Quinze ans que Paris ne l’avait pas célébré dans de telles dimensions. L’exposition que le musée d’art moderne de la ville de Paris consacre aux grands formats de Zao Wou-Ki (1920-2013) est donc un événement. Un événement dont on a profité pour s’immerger dans la peinture complexe et méditative de celui dont la Collection Société Générale possède une toile intitulée 19.10.76.
Figuration ou abstraction ?
L’entrée de l’exposition, arborant des toiles des années
1960 et 1970, nous l’annonce d’emblée : ce que nous nous apprêtons à
visiter n’est pas une rétrospective. Le parcours proposé par le musée d’art
moderne à travers l’œuvre de Zao Wou-Ki débute d’ailleurs en 1956 avec la toile
Traversée des apparences. Âgé de 36
ans, le peintre a alors déjà une belle carrière figurative à son actif ; avec
une manière nouvelle et un titre on ne peut plus clair, il illustre son désir
de s’éloigner durablement de la représentation. Ce qu’il fera. Creusée dans le
même sillon, la suite de l’œuvre rechigne pourtant à se laisser classer dans le
champ de l’abstraction. À l’écart du réel mais non de toute réalité vécue, nombre
de toiles sont ainsi des hommages à des amis (Henri Michaux), protecteurs
(André Malraux), artistes (Monet, Matisse) ou épouses (Lan-Lan, May). Plus
tard, le paysage ne se tiendra jamais très loin des grandes compositions de la
maturité, à l’instar du triptyque de 2004 Le
vent pousse la mer dans lequel le peintre ira jusqu’à incruster une
facétieuse petite barque.

- - -

— Consigne 1 —
Recopiez mot pour mot le passage du texte sur Zao Wou-Ki, en commençant par « Quinze ans que » et en terminant par « ou abstraction ? ».
— Consigne 2 —
Dressez la liste de toutes les personnes auxquelles, d'après le texte sur Zao Wou-Ki, nombre de toiles rendent hommage.

Enregistrements issus d'une collection de données
- - -

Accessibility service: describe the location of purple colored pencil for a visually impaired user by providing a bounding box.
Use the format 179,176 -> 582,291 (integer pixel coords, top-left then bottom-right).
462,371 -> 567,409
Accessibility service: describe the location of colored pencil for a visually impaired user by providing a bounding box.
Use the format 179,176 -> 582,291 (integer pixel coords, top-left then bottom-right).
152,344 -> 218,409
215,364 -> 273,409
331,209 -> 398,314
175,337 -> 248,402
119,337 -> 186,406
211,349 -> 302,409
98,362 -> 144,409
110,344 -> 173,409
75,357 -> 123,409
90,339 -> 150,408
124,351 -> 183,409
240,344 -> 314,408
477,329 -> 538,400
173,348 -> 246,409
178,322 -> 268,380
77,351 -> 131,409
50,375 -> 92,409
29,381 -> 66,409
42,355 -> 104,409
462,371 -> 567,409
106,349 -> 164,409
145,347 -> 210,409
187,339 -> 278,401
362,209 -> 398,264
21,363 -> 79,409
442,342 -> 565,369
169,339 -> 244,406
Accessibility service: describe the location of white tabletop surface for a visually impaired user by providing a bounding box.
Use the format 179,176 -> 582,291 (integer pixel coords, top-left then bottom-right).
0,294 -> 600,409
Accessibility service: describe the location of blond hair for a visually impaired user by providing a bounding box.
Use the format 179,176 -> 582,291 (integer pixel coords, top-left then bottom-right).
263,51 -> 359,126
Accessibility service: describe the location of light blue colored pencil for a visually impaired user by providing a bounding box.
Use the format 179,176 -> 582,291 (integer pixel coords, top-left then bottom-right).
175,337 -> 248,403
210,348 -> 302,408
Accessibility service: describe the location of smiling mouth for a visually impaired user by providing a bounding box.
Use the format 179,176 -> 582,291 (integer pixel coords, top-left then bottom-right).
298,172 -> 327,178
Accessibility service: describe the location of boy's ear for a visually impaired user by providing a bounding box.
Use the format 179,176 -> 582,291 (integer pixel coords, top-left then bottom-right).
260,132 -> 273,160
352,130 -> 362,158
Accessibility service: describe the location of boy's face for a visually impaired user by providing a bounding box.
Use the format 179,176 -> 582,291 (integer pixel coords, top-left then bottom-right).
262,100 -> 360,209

- - -

— Réponse attendue 1 —
Quinze ans que Paris ne l’avait pas célébré dans de telles dimensions. L’exposition que le musée d’art moderne de la ville de Paris consacre aux grands formats de Zao Wou-Ki (1920-2013) est donc un événement. Un événement dont on a profité pour s’immerger dans la peinture complexe et méditative de celui dont la Collection Société Générale possède une toile intitulée 19.10.76.
Figuration ou abstraction ?

— Réponse attendue 2 —
Henri Michaux, André Malraux, Monet, Matisse, Lan-Lan, May